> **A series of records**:
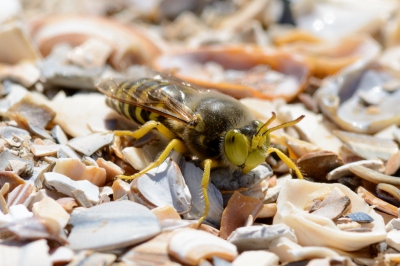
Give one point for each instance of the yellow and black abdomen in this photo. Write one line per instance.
(133, 95)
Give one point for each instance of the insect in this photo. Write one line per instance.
(216, 128)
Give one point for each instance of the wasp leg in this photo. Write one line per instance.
(204, 184)
(143, 130)
(175, 144)
(287, 161)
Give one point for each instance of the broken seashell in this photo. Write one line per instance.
(112, 225)
(376, 202)
(49, 208)
(31, 115)
(25, 73)
(89, 144)
(314, 230)
(112, 170)
(334, 209)
(90, 257)
(259, 237)
(154, 251)
(22, 194)
(368, 147)
(76, 170)
(356, 101)
(81, 198)
(68, 204)
(190, 246)
(259, 257)
(15, 44)
(65, 185)
(22, 253)
(360, 217)
(129, 44)
(236, 212)
(193, 176)
(92, 53)
(344, 170)
(317, 165)
(166, 212)
(261, 73)
(328, 57)
(35, 228)
(373, 176)
(163, 185)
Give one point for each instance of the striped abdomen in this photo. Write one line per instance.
(136, 92)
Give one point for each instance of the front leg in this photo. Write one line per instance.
(175, 144)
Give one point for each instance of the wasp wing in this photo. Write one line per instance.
(167, 97)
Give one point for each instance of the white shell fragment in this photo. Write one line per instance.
(259, 237)
(344, 170)
(112, 225)
(193, 176)
(65, 185)
(312, 230)
(49, 208)
(76, 170)
(164, 185)
(368, 147)
(256, 258)
(90, 143)
(191, 246)
(14, 253)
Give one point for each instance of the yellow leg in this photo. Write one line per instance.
(175, 144)
(143, 130)
(287, 161)
(204, 184)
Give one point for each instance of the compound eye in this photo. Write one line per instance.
(236, 147)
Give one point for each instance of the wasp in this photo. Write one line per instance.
(213, 127)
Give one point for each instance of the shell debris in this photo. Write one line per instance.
(70, 192)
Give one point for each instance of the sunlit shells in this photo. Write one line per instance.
(312, 230)
(163, 185)
(193, 176)
(112, 225)
(65, 185)
(90, 143)
(258, 237)
(126, 42)
(344, 170)
(190, 246)
(49, 208)
(237, 212)
(76, 170)
(355, 98)
(256, 258)
(25, 253)
(317, 165)
(368, 147)
(261, 73)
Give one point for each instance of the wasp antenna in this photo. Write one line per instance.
(265, 126)
(287, 124)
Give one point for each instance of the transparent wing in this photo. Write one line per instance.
(162, 94)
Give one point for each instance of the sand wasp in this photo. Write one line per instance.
(213, 127)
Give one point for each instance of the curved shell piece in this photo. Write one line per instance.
(129, 45)
(327, 58)
(190, 246)
(357, 99)
(237, 73)
(112, 225)
(312, 230)
(164, 185)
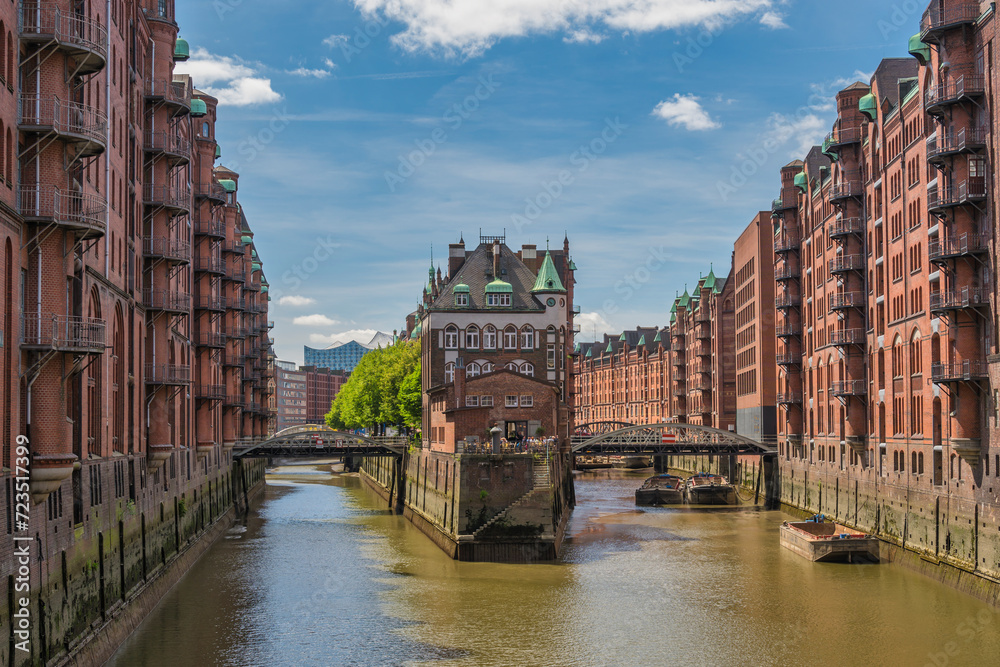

> **Stated task**: Pull out every line in the records above that contains the word "yellow".

> **Answer in full**:
Give one point for each instance of the yellow and black abdomen in this photo. Write one line per instance.
Give one point for each instance of the yellow leg in this photo. Write one line per instance.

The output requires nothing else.